> INSTRUCTION 1: In the forum thread on proving tan(2x) = −1, recast the paragraph beginning "The desired result suggests playing" as a brief list that keeps its main facts.
> INSTRUCTION 2:
Answer these questions from the forum thread on proving tan(2x) = −1:
(a) What did user100893 say they started by doing?
(b) What formula for tan 2x does the thread call "always the case"?
(c) Which Pythagorean identity is suggested because the problem gives a squared tangent?
> INSTRUCTION 3: Resume the forum thread on proving tan(2x) = −1, picking up right after its final sentence.

Show that, if $\tan^2(x) = 2\tan(x) +1,$ then $\tan(2x) = -1$

(i) Show that, if $\tan^2(x) = 2\tan(x) + 1,$ then $\tan (2x) = -1$

• And if I don't show that, what happens? ;) (kidding) Seriously, though--we do like it when you show your work for a problem, without just copy/pasting a question from some homework assignment. – apnorton Oct 15 '13 at 0:40
• okay so I started working backwards starting with tan2(x) and trying to find an identity which would prove it was equal to -1 – user100893 Oct 15 '13 at 0:50

It's always the case that $\tan2x=2\tan x/(1-\tan^2x)$. If $\tan^2x =2\tan x+1$, then $2\tan x=\tan^2x-1$ and hence

$$\tan2x={2\tan x\over 1-\tan^2x}={\tan^2x-1\over1-\tan^2x}=-1$$

The desired result suggests playing with the double-angle formulas: $$\sin(2x) = 2\sin(x)\cos(x)$$ $$\cos(2x) = 2\cos^2(x) - 1$$

Also, since you're given a square tangent, you may as well try using a pythagorean identity $\tan^2 + 1 = \sec^2$.

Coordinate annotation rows
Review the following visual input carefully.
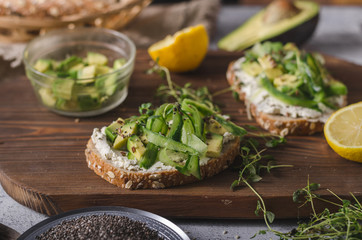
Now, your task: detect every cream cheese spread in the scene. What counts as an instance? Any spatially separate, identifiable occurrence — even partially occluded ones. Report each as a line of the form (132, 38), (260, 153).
(233, 57), (344, 122)
(91, 127), (234, 172)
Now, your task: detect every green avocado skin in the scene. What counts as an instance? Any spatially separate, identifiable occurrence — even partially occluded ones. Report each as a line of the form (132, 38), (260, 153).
(263, 13), (319, 47)
(218, 0), (319, 51)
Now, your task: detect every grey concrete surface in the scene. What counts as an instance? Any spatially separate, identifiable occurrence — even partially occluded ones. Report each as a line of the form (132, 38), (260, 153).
(0, 6), (362, 240)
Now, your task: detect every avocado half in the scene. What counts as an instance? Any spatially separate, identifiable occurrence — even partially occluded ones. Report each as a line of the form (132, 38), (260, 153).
(218, 0), (319, 51)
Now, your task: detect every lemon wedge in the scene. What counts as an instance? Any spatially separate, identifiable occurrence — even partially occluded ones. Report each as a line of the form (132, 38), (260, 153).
(324, 102), (362, 162)
(148, 25), (209, 72)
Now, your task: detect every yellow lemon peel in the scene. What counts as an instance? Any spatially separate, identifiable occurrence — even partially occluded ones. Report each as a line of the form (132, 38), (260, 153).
(148, 25), (209, 72)
(324, 102), (362, 162)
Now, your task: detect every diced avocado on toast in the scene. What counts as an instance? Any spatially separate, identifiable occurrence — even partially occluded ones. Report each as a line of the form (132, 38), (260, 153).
(218, 0), (319, 51)
(86, 100), (246, 189)
(33, 52), (126, 111)
(227, 41), (347, 136)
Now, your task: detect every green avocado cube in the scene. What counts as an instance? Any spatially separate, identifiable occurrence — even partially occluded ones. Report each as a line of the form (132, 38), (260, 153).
(52, 79), (74, 100)
(113, 122), (138, 150)
(34, 58), (52, 73)
(87, 52), (108, 65)
(127, 135), (146, 161)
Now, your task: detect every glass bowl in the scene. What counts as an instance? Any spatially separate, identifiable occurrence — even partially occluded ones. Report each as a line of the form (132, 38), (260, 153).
(23, 28), (136, 117)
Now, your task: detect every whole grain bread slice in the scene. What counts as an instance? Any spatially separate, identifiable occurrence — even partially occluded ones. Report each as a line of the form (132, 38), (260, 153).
(226, 62), (347, 136)
(85, 137), (240, 189)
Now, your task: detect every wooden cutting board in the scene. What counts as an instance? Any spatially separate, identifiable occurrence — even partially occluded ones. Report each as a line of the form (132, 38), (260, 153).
(0, 51), (362, 218)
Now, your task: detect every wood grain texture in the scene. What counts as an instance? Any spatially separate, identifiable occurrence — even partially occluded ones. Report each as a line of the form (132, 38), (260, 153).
(0, 51), (362, 218)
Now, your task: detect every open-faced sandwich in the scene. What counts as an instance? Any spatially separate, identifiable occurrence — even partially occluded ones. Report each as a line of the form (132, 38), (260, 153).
(226, 42), (347, 136)
(85, 99), (246, 189)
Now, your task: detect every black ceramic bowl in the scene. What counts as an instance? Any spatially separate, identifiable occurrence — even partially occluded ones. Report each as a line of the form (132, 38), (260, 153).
(18, 206), (190, 240)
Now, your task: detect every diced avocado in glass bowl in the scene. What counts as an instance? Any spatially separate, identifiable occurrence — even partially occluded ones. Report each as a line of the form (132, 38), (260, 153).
(24, 28), (136, 117)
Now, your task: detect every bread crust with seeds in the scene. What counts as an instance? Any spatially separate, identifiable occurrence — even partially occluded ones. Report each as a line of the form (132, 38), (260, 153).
(226, 61), (347, 136)
(85, 137), (240, 189)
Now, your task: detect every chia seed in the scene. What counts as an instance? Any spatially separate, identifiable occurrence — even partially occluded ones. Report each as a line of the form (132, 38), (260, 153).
(36, 214), (164, 240)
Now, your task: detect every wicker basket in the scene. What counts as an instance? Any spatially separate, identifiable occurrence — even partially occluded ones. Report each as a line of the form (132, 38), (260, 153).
(0, 0), (152, 43)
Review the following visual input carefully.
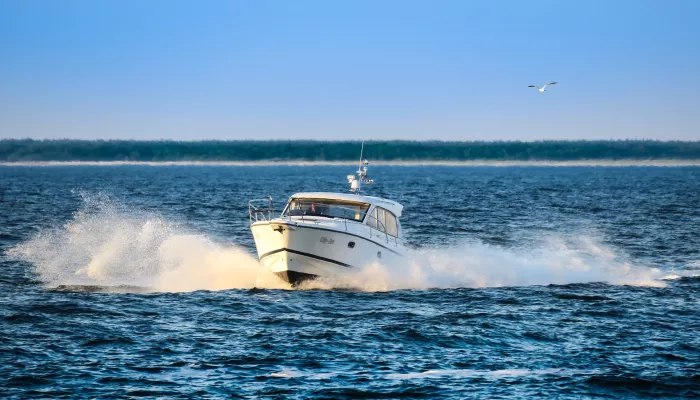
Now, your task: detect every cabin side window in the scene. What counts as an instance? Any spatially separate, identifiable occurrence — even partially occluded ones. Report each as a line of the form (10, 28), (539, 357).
(282, 199), (369, 222)
(367, 207), (399, 237)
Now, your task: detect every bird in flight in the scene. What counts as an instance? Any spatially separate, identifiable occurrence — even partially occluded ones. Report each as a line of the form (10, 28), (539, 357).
(528, 82), (557, 93)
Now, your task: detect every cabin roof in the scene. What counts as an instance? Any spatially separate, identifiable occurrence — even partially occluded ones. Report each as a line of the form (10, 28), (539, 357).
(292, 192), (403, 217)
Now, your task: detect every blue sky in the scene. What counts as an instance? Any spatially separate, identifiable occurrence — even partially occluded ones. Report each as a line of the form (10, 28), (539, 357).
(0, 0), (700, 140)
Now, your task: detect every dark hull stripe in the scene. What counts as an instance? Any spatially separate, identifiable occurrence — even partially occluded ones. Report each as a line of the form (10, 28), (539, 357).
(260, 247), (352, 268)
(254, 222), (402, 255)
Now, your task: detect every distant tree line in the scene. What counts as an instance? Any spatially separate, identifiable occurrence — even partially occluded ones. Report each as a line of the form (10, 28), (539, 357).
(0, 139), (700, 162)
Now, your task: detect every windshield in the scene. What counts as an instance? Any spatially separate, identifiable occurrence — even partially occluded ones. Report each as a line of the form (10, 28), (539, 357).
(282, 199), (369, 222)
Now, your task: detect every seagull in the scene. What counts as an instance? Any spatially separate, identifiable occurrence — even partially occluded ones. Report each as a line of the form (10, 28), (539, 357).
(528, 82), (557, 93)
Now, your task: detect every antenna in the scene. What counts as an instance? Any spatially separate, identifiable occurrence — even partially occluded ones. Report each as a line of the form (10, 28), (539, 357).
(347, 139), (374, 194)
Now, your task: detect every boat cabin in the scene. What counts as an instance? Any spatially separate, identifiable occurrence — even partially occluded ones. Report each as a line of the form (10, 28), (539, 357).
(282, 192), (403, 237)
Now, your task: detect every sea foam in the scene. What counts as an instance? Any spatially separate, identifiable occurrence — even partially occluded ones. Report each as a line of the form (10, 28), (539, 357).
(8, 195), (678, 292)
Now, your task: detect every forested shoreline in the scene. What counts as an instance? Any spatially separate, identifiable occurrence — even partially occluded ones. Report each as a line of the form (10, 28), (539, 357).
(0, 139), (700, 162)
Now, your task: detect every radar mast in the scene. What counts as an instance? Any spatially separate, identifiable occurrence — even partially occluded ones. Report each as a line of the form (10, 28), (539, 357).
(347, 140), (374, 194)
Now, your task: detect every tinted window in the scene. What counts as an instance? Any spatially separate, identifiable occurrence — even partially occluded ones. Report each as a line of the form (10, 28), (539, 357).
(282, 199), (369, 221)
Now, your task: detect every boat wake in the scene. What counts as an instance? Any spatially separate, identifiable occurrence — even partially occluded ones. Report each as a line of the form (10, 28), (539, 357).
(8, 196), (687, 292)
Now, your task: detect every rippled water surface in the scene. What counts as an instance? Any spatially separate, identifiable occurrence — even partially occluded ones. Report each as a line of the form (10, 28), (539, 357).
(0, 165), (700, 398)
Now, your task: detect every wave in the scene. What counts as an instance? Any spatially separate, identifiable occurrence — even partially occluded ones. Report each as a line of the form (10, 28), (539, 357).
(8, 194), (684, 292)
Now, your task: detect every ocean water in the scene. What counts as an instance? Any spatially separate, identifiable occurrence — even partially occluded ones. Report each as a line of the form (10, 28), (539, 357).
(0, 165), (700, 399)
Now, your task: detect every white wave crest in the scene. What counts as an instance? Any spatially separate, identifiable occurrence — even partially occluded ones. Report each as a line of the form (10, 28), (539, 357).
(9, 196), (668, 292)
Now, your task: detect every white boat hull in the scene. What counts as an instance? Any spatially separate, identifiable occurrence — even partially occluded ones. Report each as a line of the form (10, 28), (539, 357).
(251, 219), (406, 286)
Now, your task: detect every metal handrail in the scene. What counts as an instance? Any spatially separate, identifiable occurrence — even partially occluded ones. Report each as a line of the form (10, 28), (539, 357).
(248, 196), (275, 225)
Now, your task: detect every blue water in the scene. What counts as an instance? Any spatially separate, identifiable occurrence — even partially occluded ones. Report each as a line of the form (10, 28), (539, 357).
(0, 166), (700, 398)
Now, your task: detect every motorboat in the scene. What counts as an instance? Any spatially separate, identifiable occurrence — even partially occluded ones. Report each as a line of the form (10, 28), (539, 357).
(248, 152), (407, 286)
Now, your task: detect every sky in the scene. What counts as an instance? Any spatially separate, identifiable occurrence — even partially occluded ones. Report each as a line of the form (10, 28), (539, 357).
(0, 0), (700, 140)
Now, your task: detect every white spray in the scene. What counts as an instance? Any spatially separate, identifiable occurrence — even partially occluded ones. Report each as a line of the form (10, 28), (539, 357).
(9, 196), (676, 292)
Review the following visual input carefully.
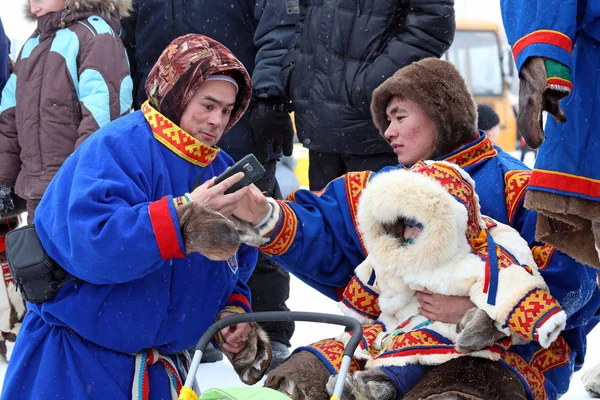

> OUTPUT 1:
- Approach suggested by the desired result: work with the double-angle formulas.
- sin(2x) = 2 sin(x) cos(x)
- cos(2x) = 2 cos²(x) − 1

> OUTPUT 2:
(a) Working backwards, starting with tan2(x) and trying to find an identity that would prove it equal to −1.
(b) tan 2x = 2 tan x / (1 − tan²x)
(c) tan² + 1 = sec²

> OUTPUT 3:
Now, $$\tan^2(x) = 2\tan(x) + 1 = \sec^2(x) - 1$$ implies $$\sec^2(x) = 2\tan(x) + 2 = 2(\tan(x) + 1)$$ That is, $$1 = 2(\tan(x) + 1)\cos^2(x) = 2\sin(x)\cos(x) + 2\cos^2(x)$$ Pull the one over to the right side. Do you see how to finish it off?

• Really sorry, I follow this up until the last line then I'm not sure what you've done. Are you using cos(2x) = 2cos^2(x) - cos(2x) then using (tan(x) + 1) as a substitute for the cos(2x)? – user100893 Oct 15 '13 at 1:23
• @user100893 No, I'm cancelling the $\cos(x)$ in $\tan(x)$. – Neal Oct 15 '13 at 2:37

Hint:

$$\tan x={\sin x\over \cos x}$$

Hint 2:

$$\sin (2x)=2\sin x\cos x$$

Putting these plus one more together, we have

$$\tan^2(x)=2\tan(x)+1$$

$$\implies \sin^2x=2\sin x\cos x+\cos^2x\implies \sin^2x-\cos^2x=\sin 2x$$

$$\implies -\cos 2x=\sin 2x\implies -1=\tan 2x$$

• so assuming that (tanx - 1)^2 = 0 then it works out, how do you work out/know that the quadratic is equal to zero? – user100893 Oct 15 '13 at 1:02
• Actually, see my updated hints, the quadratic was a mistaken hint. Note that I have not given you all the identities you need to complete this. – abiessu Oct 15 '13 at 1:06

This all seems too complicated...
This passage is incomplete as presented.